§ **Entries taken from a collection**:
┄┄┄┄┄┄┄┄┄┄

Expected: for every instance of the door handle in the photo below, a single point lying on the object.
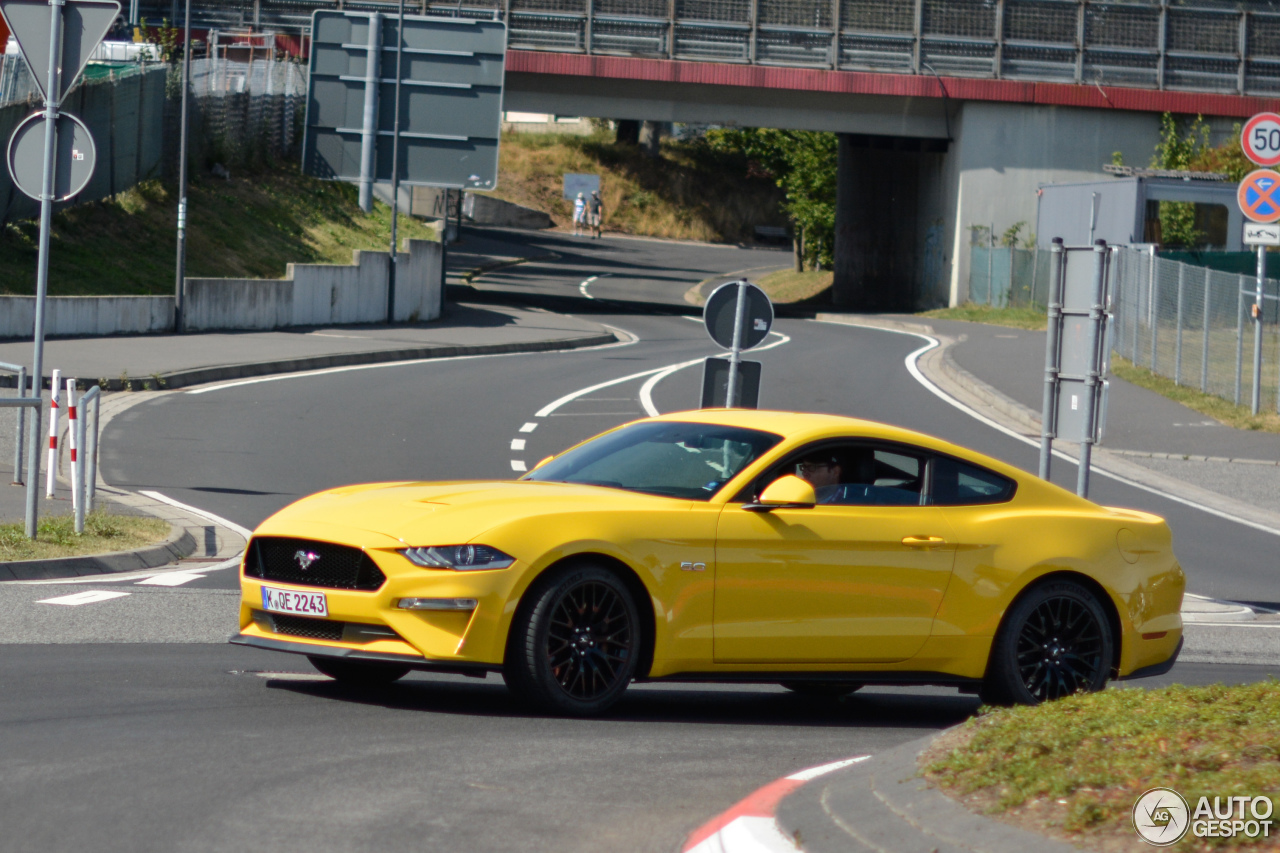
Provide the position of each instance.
(923, 542)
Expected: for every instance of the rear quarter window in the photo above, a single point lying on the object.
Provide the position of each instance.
(958, 483)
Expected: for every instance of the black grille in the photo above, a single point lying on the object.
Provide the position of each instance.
(309, 628)
(327, 565)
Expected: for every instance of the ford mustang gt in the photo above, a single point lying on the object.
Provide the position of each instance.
(812, 551)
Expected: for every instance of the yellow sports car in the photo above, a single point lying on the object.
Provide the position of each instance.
(814, 551)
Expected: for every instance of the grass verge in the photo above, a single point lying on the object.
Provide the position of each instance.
(1075, 767)
(1018, 318)
(1211, 405)
(248, 227)
(790, 286)
(103, 533)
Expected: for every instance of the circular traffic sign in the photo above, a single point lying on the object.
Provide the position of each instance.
(1260, 196)
(76, 156)
(721, 313)
(1261, 138)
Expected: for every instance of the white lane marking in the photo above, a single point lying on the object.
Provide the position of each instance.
(169, 579)
(584, 284)
(919, 377)
(208, 516)
(647, 388)
(129, 575)
(822, 770)
(87, 597)
(581, 392)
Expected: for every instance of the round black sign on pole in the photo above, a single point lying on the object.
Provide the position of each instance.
(721, 313)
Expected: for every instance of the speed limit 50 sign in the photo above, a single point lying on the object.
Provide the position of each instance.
(1261, 138)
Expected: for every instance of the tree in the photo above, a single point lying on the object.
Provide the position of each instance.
(803, 163)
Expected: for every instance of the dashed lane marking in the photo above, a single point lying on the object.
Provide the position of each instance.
(87, 597)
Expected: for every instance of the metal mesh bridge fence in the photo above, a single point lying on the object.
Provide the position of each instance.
(1189, 45)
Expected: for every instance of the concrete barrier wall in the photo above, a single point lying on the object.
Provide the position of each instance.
(311, 295)
(86, 315)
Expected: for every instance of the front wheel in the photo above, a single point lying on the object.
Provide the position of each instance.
(574, 647)
(357, 673)
(1054, 642)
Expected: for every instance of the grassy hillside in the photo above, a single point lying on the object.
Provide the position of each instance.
(250, 226)
(689, 192)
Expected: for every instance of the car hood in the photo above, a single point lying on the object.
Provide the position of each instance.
(458, 511)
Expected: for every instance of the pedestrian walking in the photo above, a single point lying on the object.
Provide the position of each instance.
(579, 214)
(595, 213)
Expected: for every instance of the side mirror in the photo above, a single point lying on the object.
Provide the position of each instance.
(787, 492)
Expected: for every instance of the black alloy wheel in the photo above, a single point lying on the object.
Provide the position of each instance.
(1056, 641)
(823, 689)
(357, 673)
(574, 647)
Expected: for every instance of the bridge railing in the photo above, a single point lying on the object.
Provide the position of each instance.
(1230, 46)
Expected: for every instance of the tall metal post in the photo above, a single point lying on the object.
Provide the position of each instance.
(1178, 337)
(46, 218)
(1092, 382)
(181, 274)
(1051, 354)
(1205, 333)
(394, 254)
(736, 352)
(1257, 328)
(369, 126)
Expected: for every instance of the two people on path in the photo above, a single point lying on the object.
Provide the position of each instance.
(590, 213)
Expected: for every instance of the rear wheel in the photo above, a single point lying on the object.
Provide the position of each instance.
(357, 673)
(831, 689)
(574, 647)
(1054, 642)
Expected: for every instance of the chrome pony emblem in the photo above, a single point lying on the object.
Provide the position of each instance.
(305, 559)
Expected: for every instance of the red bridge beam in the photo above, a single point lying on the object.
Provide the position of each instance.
(812, 80)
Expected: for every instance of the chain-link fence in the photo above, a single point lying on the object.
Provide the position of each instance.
(1194, 325)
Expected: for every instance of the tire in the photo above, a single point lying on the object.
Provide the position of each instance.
(1055, 641)
(827, 689)
(357, 673)
(575, 642)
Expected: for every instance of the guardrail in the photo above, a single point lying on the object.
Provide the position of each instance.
(1188, 45)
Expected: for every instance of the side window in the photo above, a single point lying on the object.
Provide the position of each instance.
(958, 483)
(860, 474)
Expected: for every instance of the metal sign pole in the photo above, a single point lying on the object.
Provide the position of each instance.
(731, 396)
(394, 258)
(1257, 328)
(1048, 423)
(46, 217)
(1097, 314)
(181, 274)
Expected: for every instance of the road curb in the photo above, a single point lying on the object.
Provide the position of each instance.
(883, 804)
(750, 825)
(223, 373)
(178, 546)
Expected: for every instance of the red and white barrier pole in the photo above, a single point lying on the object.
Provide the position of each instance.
(54, 397)
(72, 439)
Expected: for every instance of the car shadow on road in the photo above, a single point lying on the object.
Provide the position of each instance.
(712, 705)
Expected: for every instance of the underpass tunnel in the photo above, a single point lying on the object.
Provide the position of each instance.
(890, 249)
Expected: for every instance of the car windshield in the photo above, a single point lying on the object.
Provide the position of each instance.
(661, 457)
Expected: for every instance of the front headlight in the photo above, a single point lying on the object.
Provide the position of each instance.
(458, 557)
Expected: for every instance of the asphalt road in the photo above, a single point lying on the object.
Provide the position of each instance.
(127, 726)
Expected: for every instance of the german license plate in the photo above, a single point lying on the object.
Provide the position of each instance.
(288, 601)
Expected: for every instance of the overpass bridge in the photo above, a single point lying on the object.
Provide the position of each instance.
(951, 113)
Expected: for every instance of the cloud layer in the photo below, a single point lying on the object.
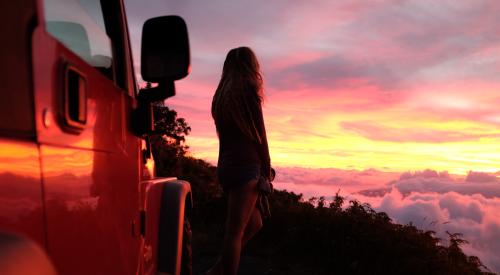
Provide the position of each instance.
(431, 200)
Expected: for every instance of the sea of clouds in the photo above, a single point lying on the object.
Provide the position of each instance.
(430, 200)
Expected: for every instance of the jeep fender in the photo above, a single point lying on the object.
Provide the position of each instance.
(175, 195)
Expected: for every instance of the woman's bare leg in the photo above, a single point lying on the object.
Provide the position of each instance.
(253, 226)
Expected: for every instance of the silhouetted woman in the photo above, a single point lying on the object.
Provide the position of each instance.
(243, 152)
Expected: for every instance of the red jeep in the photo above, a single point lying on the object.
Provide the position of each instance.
(78, 192)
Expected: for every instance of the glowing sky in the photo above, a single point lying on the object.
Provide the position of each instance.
(392, 85)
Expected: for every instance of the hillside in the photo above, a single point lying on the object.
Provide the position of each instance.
(339, 238)
(305, 237)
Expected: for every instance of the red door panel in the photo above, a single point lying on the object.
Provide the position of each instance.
(90, 171)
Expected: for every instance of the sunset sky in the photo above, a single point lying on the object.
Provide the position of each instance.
(358, 92)
(392, 85)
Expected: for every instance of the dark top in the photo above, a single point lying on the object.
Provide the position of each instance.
(237, 150)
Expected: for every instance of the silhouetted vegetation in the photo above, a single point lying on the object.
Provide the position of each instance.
(316, 237)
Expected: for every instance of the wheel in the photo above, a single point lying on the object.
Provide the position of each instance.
(187, 252)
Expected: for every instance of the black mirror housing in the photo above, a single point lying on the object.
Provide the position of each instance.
(165, 49)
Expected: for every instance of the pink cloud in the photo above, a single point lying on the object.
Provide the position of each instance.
(428, 199)
(374, 131)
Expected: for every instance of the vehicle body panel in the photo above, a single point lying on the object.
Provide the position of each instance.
(91, 178)
(21, 208)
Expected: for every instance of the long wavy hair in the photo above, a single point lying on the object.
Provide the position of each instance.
(240, 84)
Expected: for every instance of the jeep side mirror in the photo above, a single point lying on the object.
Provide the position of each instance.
(164, 55)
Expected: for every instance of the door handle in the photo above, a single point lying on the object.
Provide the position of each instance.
(74, 100)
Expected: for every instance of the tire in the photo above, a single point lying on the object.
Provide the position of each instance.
(187, 252)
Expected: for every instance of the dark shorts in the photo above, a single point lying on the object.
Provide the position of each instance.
(237, 175)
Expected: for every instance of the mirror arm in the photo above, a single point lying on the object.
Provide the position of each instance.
(164, 90)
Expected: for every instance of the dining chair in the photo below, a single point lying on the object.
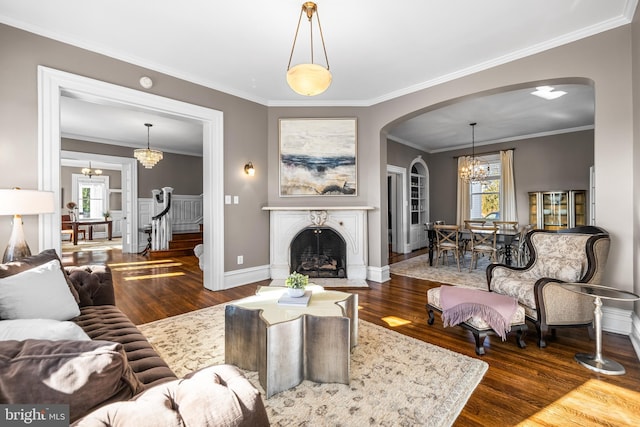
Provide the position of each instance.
(468, 223)
(483, 241)
(502, 247)
(519, 248)
(506, 224)
(447, 241)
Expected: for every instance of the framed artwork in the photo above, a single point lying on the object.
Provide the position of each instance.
(318, 157)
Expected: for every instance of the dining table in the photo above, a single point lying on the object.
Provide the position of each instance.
(90, 223)
(504, 235)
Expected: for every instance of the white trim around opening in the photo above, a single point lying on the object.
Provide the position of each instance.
(53, 84)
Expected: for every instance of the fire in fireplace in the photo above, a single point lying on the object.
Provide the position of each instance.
(319, 252)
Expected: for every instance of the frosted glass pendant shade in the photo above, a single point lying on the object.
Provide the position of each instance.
(309, 79)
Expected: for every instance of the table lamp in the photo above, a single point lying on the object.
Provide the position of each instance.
(19, 202)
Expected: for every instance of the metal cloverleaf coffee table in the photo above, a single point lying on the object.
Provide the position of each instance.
(288, 344)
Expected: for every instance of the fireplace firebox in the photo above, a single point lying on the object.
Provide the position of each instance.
(319, 252)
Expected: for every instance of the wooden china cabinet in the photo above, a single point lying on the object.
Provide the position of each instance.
(555, 210)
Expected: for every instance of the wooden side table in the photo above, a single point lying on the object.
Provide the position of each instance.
(596, 362)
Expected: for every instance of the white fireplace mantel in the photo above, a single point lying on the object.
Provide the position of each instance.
(317, 208)
(348, 221)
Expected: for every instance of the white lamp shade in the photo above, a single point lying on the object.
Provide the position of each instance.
(25, 202)
(309, 79)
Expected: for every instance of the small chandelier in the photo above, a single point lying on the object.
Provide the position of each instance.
(90, 172)
(309, 79)
(472, 169)
(147, 156)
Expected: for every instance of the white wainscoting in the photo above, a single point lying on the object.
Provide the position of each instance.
(186, 214)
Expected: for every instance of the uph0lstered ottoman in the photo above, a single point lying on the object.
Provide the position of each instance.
(477, 323)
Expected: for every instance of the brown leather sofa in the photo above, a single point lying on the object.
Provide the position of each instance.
(135, 386)
(215, 396)
(102, 320)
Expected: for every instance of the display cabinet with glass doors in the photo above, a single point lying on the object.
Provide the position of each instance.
(556, 210)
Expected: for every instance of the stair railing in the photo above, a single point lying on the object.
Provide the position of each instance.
(161, 232)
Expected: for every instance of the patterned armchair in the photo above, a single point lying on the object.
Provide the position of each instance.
(574, 255)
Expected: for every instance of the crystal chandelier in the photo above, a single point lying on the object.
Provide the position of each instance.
(309, 79)
(90, 172)
(147, 156)
(473, 170)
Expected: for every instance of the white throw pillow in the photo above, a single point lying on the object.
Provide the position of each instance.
(39, 293)
(41, 329)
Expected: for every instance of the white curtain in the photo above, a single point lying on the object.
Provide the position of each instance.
(508, 208)
(464, 197)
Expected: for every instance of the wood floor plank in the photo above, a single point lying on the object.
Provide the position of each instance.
(528, 387)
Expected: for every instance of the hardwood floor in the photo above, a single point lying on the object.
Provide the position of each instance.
(528, 387)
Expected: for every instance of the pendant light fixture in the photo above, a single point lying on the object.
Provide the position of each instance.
(472, 169)
(147, 156)
(90, 172)
(309, 79)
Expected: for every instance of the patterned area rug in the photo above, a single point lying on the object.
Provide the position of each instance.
(419, 268)
(395, 380)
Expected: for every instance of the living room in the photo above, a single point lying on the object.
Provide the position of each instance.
(607, 59)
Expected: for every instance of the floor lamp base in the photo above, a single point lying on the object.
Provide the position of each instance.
(17, 247)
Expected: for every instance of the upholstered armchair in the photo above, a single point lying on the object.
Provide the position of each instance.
(574, 255)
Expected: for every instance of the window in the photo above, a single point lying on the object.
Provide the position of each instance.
(485, 196)
(91, 195)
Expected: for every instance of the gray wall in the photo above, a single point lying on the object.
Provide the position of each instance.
(245, 133)
(251, 133)
(557, 162)
(182, 172)
(115, 182)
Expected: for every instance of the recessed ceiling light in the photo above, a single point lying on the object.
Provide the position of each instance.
(548, 93)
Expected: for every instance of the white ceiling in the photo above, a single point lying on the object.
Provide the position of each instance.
(377, 50)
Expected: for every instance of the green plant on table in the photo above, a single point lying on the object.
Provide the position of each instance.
(296, 281)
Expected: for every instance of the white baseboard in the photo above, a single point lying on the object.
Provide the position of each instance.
(379, 274)
(616, 320)
(635, 333)
(245, 276)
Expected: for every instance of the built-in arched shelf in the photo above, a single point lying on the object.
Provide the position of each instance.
(418, 203)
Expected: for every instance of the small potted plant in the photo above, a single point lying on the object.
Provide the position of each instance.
(72, 210)
(296, 283)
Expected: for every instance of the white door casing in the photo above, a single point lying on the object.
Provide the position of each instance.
(53, 84)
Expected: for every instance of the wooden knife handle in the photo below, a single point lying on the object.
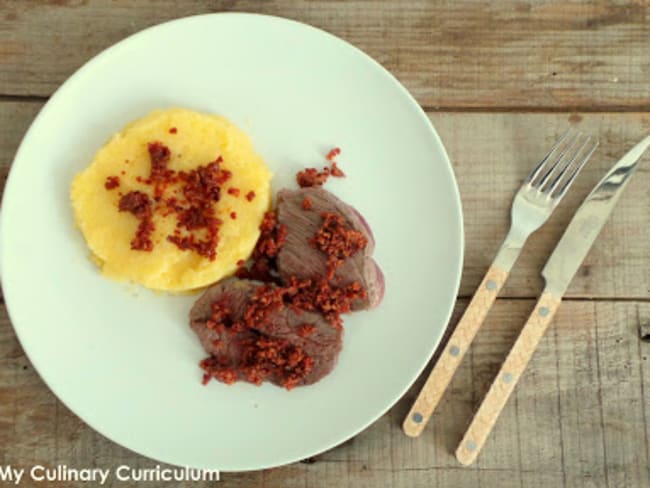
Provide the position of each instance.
(456, 347)
(505, 382)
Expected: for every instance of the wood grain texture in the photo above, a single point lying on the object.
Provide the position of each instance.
(505, 381)
(454, 352)
(491, 154)
(580, 416)
(507, 54)
(578, 413)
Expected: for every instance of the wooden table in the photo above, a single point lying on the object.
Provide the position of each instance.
(499, 80)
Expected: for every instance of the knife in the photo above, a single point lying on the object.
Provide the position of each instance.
(558, 272)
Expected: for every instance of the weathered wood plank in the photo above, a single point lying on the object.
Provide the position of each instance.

┄┄┄┄┄┄┄┄┄┄

§ **PROBLEM STATEMENT**:
Begin at the line in the records above that contains "Expected: for every instance of the weathered", and write out every line from there to the end of the records word for word.

§ **TASK RESPONSE**:
Expected: for every instance of the weathered wood plank in the photo above, a single point lying on the object.
Provide the position of each instance.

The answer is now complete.